# WHAT THE EXERCISE ASKS:
Count the lines in the data below that contain the string "background", with uppercase and lowercase letters treated as different, and give only that number.
* * *
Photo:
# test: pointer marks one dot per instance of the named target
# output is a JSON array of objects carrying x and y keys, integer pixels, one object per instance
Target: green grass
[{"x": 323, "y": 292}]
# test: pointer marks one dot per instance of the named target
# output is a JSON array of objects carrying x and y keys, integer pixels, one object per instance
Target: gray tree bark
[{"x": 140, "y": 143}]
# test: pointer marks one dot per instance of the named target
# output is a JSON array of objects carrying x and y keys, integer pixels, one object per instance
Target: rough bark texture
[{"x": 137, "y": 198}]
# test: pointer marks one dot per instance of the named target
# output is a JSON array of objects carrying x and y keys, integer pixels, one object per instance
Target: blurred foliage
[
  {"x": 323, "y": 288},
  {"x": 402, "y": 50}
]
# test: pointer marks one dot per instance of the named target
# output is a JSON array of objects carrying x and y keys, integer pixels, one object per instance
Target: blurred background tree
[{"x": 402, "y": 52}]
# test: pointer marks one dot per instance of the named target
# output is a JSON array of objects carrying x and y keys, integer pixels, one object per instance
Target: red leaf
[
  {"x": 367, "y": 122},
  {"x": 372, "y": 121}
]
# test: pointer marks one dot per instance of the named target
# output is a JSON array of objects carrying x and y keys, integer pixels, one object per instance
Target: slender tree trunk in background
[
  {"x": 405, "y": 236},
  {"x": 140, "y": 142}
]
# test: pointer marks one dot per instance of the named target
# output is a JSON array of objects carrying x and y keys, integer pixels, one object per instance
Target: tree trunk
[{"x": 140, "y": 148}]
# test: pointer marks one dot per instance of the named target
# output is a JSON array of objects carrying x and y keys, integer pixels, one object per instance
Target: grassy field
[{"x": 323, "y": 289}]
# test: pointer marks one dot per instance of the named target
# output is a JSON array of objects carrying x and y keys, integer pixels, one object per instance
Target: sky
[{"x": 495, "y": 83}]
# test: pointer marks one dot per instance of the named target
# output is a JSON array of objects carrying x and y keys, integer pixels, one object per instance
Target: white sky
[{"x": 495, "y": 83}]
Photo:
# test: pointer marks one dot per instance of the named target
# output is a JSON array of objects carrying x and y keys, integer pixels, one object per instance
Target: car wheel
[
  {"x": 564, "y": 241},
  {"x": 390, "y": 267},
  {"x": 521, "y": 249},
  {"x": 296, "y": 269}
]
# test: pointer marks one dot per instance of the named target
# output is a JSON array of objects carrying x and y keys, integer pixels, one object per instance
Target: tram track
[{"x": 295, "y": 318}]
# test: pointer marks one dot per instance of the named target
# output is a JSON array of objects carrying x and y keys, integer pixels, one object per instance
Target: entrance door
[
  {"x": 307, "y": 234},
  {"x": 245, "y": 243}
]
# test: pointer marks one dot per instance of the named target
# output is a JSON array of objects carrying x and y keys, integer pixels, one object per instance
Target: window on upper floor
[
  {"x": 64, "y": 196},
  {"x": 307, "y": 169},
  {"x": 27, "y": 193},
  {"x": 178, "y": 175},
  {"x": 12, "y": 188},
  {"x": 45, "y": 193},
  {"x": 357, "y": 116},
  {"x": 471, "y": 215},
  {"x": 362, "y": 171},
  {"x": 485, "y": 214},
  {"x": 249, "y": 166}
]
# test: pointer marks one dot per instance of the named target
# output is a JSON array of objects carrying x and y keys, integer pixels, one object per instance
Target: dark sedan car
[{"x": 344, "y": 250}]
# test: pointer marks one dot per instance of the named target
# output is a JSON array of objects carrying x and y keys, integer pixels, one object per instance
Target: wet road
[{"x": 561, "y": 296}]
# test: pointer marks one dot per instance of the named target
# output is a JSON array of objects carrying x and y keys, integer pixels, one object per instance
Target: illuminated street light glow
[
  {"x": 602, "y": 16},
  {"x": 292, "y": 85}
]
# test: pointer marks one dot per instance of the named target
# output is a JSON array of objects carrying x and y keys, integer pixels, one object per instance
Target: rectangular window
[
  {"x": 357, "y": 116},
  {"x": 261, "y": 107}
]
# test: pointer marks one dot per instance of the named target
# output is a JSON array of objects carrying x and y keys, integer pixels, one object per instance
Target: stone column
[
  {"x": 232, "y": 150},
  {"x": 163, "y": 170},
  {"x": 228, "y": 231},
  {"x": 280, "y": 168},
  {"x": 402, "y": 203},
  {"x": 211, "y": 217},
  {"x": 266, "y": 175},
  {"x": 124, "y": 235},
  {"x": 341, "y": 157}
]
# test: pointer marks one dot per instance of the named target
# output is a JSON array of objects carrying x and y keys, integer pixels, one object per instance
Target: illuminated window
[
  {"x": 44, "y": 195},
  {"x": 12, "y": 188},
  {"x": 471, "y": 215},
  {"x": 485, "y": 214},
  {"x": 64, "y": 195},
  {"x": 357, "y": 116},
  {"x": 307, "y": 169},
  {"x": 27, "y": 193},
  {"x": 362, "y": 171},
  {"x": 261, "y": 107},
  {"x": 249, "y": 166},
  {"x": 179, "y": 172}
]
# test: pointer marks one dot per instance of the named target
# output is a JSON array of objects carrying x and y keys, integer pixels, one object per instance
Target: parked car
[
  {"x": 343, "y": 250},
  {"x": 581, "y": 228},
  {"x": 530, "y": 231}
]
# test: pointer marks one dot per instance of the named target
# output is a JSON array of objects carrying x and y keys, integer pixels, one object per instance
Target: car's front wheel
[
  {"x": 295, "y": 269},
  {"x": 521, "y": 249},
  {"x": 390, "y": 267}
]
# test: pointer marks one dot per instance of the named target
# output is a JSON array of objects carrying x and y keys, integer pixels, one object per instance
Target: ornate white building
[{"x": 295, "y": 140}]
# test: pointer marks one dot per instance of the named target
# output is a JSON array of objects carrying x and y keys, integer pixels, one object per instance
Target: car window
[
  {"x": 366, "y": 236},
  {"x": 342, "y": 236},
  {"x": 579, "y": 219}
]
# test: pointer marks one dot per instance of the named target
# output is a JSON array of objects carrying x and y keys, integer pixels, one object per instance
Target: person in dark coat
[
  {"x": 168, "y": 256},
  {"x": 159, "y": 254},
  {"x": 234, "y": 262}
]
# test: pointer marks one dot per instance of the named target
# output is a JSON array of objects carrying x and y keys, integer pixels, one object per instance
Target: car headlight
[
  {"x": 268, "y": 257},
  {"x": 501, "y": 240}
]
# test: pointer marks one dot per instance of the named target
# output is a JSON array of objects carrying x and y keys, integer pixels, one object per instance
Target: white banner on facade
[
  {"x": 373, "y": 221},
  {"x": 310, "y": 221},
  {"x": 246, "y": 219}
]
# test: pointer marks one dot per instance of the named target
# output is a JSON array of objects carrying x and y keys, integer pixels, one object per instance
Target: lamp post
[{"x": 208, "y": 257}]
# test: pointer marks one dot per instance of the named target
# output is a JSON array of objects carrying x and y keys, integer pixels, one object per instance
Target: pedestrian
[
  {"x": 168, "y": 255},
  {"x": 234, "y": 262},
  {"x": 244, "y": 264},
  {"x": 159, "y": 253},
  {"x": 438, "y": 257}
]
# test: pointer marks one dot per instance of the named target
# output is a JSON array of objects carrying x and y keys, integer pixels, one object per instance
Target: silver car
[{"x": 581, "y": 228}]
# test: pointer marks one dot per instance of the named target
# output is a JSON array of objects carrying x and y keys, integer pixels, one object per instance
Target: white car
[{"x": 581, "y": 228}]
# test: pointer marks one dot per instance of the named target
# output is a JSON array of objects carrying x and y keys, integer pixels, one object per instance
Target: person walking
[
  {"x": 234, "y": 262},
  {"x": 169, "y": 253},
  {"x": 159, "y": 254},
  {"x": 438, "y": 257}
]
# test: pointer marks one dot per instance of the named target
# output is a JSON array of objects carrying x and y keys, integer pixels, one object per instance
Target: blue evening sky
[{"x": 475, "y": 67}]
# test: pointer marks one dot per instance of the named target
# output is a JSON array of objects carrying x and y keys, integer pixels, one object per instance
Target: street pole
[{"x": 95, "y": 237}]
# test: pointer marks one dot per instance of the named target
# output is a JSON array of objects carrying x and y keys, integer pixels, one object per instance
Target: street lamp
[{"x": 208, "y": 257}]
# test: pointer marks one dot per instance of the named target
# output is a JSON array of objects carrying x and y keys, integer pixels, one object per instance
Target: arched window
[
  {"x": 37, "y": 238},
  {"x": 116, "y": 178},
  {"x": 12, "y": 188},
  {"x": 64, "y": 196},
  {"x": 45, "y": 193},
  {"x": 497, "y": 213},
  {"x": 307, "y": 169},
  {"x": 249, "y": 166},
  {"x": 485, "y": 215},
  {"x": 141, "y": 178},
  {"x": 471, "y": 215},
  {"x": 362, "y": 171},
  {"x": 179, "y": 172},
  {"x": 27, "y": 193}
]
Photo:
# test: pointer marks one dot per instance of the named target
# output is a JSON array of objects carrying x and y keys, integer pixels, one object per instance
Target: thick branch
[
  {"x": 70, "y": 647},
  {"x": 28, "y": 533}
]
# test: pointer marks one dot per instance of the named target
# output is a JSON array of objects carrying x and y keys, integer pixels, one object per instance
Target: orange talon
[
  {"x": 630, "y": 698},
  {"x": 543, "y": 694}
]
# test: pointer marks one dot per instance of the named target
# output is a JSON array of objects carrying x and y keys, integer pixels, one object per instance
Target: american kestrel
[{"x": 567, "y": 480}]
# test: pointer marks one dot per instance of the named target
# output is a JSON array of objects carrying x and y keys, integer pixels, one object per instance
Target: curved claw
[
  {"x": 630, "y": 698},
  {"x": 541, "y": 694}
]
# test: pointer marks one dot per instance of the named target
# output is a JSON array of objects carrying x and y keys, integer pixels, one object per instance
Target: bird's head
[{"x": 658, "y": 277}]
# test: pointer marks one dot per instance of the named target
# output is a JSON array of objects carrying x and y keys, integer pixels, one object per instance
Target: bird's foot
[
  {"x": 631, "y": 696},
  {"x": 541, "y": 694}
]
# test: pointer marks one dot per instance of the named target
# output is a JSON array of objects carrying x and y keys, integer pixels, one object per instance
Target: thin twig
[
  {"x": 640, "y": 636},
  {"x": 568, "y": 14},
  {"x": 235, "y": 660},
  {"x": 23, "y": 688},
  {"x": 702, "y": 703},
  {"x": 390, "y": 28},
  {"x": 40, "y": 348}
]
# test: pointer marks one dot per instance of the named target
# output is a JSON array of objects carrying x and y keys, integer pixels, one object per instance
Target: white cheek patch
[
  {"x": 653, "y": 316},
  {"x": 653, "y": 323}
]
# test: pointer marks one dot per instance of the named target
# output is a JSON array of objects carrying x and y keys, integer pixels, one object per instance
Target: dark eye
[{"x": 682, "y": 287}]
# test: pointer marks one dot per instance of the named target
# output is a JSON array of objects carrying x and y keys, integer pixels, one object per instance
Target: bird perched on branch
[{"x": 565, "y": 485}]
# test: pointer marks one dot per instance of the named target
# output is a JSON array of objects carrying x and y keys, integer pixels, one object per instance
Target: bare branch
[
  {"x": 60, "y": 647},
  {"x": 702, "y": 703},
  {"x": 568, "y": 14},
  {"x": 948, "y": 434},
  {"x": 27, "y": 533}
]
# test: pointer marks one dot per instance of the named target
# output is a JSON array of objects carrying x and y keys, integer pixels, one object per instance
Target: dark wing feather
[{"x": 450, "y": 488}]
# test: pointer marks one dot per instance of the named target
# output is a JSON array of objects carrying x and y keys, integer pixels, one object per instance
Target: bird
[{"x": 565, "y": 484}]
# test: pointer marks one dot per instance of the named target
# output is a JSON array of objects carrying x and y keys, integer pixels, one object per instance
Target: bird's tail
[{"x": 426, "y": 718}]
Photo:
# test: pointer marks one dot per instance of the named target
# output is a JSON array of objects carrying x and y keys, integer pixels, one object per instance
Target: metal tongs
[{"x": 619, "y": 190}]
* * *
# PROBLEM SOLUTION:
2